Starting at the entry that contains "If any flush" and continuing through the last entry, rewrite the entries as a two-column CSV with columns named label_request and boxes. Give one row per request, putting its text and its answer each in a single quoted field with line breaks replaced by spaces.

Exercise inputs:
** begin **

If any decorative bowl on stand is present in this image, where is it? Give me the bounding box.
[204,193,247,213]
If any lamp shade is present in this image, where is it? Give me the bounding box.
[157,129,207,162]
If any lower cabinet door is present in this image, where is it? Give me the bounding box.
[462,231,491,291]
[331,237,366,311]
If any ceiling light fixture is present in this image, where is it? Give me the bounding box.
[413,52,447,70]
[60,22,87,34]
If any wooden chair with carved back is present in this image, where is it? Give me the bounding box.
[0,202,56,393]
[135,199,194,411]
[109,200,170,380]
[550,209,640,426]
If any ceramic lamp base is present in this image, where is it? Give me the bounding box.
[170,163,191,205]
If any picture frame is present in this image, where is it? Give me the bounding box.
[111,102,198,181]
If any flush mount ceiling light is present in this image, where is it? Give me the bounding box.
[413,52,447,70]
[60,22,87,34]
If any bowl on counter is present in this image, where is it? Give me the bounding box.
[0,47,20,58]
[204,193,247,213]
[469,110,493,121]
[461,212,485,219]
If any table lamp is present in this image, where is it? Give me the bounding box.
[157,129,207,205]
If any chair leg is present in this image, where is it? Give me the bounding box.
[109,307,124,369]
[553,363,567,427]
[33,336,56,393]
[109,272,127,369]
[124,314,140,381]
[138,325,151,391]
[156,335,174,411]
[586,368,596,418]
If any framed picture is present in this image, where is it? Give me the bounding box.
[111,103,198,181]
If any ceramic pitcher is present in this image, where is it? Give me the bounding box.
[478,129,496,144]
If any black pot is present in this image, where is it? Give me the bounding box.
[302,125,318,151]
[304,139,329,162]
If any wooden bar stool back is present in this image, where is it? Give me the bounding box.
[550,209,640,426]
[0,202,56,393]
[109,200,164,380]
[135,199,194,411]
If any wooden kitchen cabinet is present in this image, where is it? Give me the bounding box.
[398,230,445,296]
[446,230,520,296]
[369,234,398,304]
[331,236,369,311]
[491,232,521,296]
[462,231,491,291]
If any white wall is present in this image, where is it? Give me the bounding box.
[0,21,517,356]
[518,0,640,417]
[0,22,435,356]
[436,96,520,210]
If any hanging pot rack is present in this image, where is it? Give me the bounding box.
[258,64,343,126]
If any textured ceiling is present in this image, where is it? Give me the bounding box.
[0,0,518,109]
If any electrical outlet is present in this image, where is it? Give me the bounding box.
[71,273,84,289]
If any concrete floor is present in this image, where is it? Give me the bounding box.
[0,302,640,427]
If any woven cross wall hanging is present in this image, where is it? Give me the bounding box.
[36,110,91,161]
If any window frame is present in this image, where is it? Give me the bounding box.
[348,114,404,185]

** end **

Task solution:
label_request,boxes
"If any flush mount ceiling light is present in this image, where is it? Give me the bounding box.","[413,52,447,70] [60,22,87,34]"
"If any bowl on counter is present in this image, where is it? Give me the bounding box.","[0,47,20,58] [204,193,247,213] [469,110,493,121] [461,212,485,219]"
"If any table lamp is present in this image, where is it? Give me the bounding box.","[157,129,207,205]"
"If any chair leg is present in this image, where is it? Give me the bounding box.","[109,307,124,369] [553,363,567,427] [33,336,56,393] [109,272,127,369] [124,314,140,381] [138,325,151,391] [156,335,174,411] [586,368,596,418]"
"If any framed picture is present in this image, where is it? Give me the bounding box.","[111,103,198,181]"
"If any ceramic pitcher is present in this image, where is it? Give me the bounding box.","[478,129,496,144]"
"If any black pot is present in this image, where is it? Give me the bounding box.","[302,125,318,151] [304,139,329,162]"
"If any wooden bar stool back is present in this image, where is it? Give me the bounding box.","[550,209,640,426] [0,202,56,393] [109,200,164,380] [135,199,194,411]"
"If any wooden kitchen cabinet is present in this image, where is it? Give me the bounding box.","[398,230,445,296] [446,230,520,296] [369,234,398,304] [331,236,369,311] [491,232,521,296] [462,231,491,291]"
"If any white wall is present in this image, where is it? Give me the bounding box.","[0,21,517,356] [518,0,640,417] [0,22,435,356] [436,96,520,210]"
"If any hanging pot rack is present in this image, where is it? Give me the bounding box.","[258,64,343,126]"
"If any textured ceiling is present in this image, where is it? Give me the bounding box.","[0,0,518,109]"
"If any electrical outlet is present in this image, where is it? Give me the bounding box.","[71,273,84,289]"
"If any concrete floor is present in this image, where is it? Give me the bounding box.","[0,302,640,427]"
"If any woven cross wall hanging is present in this image, where is it? Give me the bounding box.","[36,110,91,161]"
"If any window frame is present in this image, where is it? Give me the bounding box.","[348,114,404,185]"